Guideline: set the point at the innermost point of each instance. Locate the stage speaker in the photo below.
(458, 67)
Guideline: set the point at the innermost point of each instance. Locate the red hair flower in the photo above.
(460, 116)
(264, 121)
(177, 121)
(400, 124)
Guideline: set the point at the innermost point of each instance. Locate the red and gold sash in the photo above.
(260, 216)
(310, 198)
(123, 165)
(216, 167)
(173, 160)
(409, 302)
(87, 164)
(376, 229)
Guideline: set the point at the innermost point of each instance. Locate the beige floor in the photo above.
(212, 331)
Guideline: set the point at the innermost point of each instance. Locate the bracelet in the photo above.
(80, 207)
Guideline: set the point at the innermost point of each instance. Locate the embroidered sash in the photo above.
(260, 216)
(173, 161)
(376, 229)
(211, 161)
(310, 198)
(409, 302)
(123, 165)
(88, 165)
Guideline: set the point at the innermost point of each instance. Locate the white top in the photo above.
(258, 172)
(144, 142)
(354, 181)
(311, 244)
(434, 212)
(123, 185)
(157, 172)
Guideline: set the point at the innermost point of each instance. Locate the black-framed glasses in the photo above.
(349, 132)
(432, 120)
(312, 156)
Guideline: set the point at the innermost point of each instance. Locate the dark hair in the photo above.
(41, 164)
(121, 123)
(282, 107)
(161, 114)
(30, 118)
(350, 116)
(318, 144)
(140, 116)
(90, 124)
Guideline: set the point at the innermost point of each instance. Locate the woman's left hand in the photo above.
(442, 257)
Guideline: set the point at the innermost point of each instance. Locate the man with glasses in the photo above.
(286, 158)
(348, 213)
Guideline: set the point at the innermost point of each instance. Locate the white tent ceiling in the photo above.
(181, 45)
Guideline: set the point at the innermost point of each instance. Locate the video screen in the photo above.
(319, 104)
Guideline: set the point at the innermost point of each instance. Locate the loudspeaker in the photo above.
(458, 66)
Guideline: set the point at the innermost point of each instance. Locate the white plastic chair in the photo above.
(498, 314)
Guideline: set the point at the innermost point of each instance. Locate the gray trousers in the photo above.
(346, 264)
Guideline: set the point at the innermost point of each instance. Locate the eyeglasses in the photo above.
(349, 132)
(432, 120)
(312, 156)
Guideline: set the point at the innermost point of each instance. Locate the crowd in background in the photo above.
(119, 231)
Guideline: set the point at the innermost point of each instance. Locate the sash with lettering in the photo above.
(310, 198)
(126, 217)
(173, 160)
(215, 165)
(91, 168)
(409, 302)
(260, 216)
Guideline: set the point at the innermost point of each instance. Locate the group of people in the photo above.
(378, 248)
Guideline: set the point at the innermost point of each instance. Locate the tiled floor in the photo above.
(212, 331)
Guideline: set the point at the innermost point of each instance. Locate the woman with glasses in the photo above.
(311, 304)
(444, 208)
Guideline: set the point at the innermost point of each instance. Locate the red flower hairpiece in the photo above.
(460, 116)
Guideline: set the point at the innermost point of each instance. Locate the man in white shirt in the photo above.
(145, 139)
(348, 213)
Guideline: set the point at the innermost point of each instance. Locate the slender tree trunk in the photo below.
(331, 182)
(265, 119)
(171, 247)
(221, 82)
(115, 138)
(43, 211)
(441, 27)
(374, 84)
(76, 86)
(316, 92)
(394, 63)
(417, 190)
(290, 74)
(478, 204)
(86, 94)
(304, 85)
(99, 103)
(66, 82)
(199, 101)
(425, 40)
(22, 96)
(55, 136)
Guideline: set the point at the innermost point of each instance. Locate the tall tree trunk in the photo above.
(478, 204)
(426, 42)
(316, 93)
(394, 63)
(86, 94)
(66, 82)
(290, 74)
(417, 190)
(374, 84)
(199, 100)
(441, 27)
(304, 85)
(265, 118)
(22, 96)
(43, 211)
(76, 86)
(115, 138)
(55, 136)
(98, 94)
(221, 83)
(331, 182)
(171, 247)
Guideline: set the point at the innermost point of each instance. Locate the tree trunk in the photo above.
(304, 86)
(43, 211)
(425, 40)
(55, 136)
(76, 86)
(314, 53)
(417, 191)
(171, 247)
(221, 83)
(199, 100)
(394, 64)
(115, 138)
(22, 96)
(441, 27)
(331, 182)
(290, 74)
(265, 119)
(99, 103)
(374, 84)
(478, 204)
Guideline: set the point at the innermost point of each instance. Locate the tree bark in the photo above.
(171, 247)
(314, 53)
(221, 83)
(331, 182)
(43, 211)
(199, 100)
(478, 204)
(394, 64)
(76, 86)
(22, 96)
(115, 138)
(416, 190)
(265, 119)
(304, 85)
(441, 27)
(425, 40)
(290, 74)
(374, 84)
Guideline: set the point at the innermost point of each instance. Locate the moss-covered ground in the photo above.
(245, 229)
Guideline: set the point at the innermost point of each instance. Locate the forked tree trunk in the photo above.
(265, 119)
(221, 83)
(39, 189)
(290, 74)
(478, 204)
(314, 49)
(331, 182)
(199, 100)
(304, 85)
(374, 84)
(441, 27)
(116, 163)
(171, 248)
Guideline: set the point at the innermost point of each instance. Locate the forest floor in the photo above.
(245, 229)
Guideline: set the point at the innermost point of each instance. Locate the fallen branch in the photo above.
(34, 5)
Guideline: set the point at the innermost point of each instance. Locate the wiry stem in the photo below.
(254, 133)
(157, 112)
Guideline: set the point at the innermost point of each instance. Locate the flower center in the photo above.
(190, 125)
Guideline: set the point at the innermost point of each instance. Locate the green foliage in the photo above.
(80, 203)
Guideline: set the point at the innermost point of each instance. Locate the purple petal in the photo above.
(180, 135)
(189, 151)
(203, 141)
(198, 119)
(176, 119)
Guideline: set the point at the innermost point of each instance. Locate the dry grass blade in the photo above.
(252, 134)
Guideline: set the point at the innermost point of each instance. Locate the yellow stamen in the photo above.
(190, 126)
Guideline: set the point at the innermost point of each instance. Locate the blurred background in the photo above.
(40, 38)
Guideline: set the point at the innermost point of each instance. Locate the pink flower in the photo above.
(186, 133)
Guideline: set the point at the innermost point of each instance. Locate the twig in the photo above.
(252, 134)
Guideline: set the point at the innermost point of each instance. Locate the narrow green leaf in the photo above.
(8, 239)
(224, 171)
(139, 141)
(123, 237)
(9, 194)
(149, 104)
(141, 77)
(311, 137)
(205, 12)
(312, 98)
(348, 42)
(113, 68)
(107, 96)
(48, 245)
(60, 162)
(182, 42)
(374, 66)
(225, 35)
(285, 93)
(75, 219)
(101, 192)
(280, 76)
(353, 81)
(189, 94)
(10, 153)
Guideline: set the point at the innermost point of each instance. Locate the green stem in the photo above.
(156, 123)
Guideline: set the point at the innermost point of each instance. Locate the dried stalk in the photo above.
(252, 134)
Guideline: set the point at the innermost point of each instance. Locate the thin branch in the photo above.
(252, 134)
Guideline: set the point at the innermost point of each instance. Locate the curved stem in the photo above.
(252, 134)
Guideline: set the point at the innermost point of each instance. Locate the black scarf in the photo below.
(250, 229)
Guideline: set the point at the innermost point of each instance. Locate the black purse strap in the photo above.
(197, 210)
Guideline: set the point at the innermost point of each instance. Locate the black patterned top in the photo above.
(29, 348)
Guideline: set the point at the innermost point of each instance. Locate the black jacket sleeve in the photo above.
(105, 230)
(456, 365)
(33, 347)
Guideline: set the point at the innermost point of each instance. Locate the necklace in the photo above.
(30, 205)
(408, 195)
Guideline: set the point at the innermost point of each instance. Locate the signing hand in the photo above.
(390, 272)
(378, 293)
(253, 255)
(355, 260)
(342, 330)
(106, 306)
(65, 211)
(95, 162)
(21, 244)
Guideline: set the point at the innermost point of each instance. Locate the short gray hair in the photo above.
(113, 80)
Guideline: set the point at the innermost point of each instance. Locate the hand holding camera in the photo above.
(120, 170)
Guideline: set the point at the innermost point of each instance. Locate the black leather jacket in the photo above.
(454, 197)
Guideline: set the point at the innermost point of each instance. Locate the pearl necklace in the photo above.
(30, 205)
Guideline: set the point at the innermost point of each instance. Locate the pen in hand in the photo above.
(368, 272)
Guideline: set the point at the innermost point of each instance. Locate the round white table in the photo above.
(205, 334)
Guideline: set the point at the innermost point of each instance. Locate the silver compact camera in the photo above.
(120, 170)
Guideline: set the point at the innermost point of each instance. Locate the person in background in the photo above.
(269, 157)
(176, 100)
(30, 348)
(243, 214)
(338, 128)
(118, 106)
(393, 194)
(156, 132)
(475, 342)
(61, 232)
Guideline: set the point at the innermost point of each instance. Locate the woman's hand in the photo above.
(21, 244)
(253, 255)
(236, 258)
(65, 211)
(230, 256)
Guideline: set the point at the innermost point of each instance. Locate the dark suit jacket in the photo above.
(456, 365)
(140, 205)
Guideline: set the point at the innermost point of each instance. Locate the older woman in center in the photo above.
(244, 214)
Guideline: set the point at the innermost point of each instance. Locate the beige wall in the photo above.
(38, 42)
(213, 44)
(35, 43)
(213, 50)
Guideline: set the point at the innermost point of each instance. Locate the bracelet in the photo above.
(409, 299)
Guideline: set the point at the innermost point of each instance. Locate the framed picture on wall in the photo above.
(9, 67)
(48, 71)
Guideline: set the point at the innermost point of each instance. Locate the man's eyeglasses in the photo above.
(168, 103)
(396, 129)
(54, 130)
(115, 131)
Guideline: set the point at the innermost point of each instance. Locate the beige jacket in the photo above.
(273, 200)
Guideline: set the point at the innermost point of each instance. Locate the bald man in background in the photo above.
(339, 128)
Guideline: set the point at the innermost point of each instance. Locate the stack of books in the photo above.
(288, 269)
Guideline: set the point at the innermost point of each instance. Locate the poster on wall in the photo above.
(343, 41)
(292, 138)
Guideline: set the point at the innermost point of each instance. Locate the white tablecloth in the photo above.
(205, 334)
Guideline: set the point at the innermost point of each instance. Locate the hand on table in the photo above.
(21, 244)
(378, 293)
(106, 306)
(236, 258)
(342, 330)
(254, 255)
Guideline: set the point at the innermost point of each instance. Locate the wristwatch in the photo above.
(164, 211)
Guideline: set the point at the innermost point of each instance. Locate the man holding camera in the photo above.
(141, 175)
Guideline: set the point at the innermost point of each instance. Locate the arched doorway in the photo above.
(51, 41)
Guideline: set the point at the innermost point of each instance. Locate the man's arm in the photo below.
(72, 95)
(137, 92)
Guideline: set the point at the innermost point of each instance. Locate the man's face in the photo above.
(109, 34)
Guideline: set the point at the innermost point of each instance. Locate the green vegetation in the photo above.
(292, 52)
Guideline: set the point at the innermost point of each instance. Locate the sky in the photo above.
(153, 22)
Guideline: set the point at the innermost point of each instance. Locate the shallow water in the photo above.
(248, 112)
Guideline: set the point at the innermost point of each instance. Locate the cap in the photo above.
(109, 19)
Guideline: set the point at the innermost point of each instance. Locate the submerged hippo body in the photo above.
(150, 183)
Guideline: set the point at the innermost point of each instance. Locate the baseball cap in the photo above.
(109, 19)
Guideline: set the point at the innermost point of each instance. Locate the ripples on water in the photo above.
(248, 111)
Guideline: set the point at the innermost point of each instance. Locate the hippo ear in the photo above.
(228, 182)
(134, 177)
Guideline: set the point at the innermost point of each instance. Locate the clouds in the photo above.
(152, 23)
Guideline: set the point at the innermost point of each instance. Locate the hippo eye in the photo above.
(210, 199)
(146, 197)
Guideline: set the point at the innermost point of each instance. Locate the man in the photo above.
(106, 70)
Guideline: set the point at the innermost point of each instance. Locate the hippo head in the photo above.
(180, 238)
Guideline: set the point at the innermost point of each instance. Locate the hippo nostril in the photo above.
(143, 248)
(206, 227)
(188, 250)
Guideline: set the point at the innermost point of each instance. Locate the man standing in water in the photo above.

> [SET PROBLEM]: Retype, exactly and only, the lines running from the one with "clouds in the photo above." through the final line of the listing above.

> [CORRECT RESPONSE]:
Guideline: set the point at the innermost point of each instance. Locate the clouds in the photo above.
(152, 23)
Guideline: set the point at the innermost point of each instance. Locate the hippo eye in the photo above.
(210, 199)
(146, 197)
Guideline: set the point at the innermost point of each instance. Locate the man in the photo above.
(106, 70)
Guideline: set the point at the innermost point of each instance. Locate the hippo head in the photo above.
(180, 238)
Guideline: set the point at the innermost point of each instance. Locate the hippo nostril in the photo above.
(143, 248)
(206, 227)
(188, 250)
Guideline: set the point at the innermost point of each instance. Locate the man standing in water in the photo above.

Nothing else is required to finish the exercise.